Raw records:
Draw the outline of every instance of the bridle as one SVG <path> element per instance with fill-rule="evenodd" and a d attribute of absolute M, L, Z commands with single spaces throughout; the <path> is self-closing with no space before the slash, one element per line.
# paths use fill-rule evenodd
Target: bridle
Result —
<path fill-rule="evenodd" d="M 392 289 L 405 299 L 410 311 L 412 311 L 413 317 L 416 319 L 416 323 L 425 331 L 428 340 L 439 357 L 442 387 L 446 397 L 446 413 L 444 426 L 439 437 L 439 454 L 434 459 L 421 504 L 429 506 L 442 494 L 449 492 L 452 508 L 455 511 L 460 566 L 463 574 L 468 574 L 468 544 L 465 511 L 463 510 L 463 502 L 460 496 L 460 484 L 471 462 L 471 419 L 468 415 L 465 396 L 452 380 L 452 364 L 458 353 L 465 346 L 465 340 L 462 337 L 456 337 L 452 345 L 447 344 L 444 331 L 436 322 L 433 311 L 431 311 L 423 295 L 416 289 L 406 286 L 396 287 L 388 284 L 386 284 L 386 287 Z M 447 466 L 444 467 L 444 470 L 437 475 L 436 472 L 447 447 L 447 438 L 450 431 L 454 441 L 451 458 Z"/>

Task description: Copy the lines above without any changes.

Completed exercise:
Draw the outline of every instance of the bridle as one SVG <path> element per instance with fill-rule="evenodd" and a d attribute of absolute M, L, Z commands with single spaces throughout; the <path> is self-closing with no space before the slash, one element per line.
# paths use fill-rule evenodd
Target: bridle
Result —
<path fill-rule="evenodd" d="M 392 289 L 405 299 L 410 311 L 412 311 L 413 317 L 416 319 L 416 323 L 425 331 L 428 340 L 439 357 L 442 387 L 446 397 L 446 413 L 444 426 L 439 437 L 439 454 L 434 459 L 421 504 L 429 506 L 442 494 L 449 492 L 452 508 L 455 511 L 460 566 L 463 574 L 468 574 L 468 544 L 465 511 L 463 510 L 463 502 L 460 496 L 460 484 L 471 462 L 471 419 L 468 415 L 465 396 L 452 380 L 452 364 L 458 353 L 465 346 L 465 340 L 462 337 L 456 337 L 452 345 L 447 344 L 444 331 L 436 322 L 433 311 L 431 311 L 423 295 L 416 289 L 406 286 L 396 287 L 388 284 L 386 284 L 386 287 Z M 447 466 L 444 467 L 444 470 L 437 475 L 436 472 L 447 447 L 447 438 L 450 431 L 454 441 L 451 458 Z"/>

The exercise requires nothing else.